What is expected: Update the records from the line with "Where can you spot the leafy" through the line with "Where can you spot the yellow", changing "each instance" to "every instance" and keeping everything else the same. Give back only those lines.

Recorded data:

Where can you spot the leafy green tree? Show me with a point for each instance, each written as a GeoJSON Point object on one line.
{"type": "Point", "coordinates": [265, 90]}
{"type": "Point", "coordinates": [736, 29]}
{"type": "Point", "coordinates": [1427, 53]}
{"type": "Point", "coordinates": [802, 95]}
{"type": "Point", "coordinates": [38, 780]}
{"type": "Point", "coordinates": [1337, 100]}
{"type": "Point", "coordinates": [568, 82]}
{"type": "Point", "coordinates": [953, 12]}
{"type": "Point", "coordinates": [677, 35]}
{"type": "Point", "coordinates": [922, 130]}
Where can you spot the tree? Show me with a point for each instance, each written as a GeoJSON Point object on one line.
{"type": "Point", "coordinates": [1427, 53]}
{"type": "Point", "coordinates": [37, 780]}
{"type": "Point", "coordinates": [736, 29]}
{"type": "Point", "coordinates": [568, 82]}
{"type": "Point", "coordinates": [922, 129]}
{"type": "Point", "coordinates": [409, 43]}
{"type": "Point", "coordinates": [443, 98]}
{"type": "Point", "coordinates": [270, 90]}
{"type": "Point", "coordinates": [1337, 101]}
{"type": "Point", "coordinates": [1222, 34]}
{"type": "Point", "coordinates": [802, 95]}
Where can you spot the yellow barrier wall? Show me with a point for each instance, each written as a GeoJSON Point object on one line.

==

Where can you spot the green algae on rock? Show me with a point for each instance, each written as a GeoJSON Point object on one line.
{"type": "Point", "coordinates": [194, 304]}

Exercise solution:
Where can you spot the leafy green tree? Show me with a point for every instance, each written as a GeoJSON Point object on one line.
{"type": "Point", "coordinates": [265, 90]}
{"type": "Point", "coordinates": [736, 29]}
{"type": "Point", "coordinates": [1427, 53]}
{"type": "Point", "coordinates": [802, 95]}
{"type": "Point", "coordinates": [38, 780]}
{"type": "Point", "coordinates": [1337, 100]}
{"type": "Point", "coordinates": [568, 82]}
{"type": "Point", "coordinates": [953, 12]}
{"type": "Point", "coordinates": [677, 35]}
{"type": "Point", "coordinates": [922, 130]}
Where can you spot the tree? Show me with a point for every instance, each written as a GeoJSON Point object on one line.
{"type": "Point", "coordinates": [1427, 53]}
{"type": "Point", "coordinates": [37, 780]}
{"type": "Point", "coordinates": [736, 29]}
{"type": "Point", "coordinates": [568, 82]}
{"type": "Point", "coordinates": [922, 129]}
{"type": "Point", "coordinates": [409, 43]}
{"type": "Point", "coordinates": [443, 98]}
{"type": "Point", "coordinates": [270, 90]}
{"type": "Point", "coordinates": [1337, 101]}
{"type": "Point", "coordinates": [1222, 34]}
{"type": "Point", "coordinates": [802, 95]}
Where can you spot the yellow barrier wall? Show me with a point for every instance, each written as a GeoJSON Point object on one line.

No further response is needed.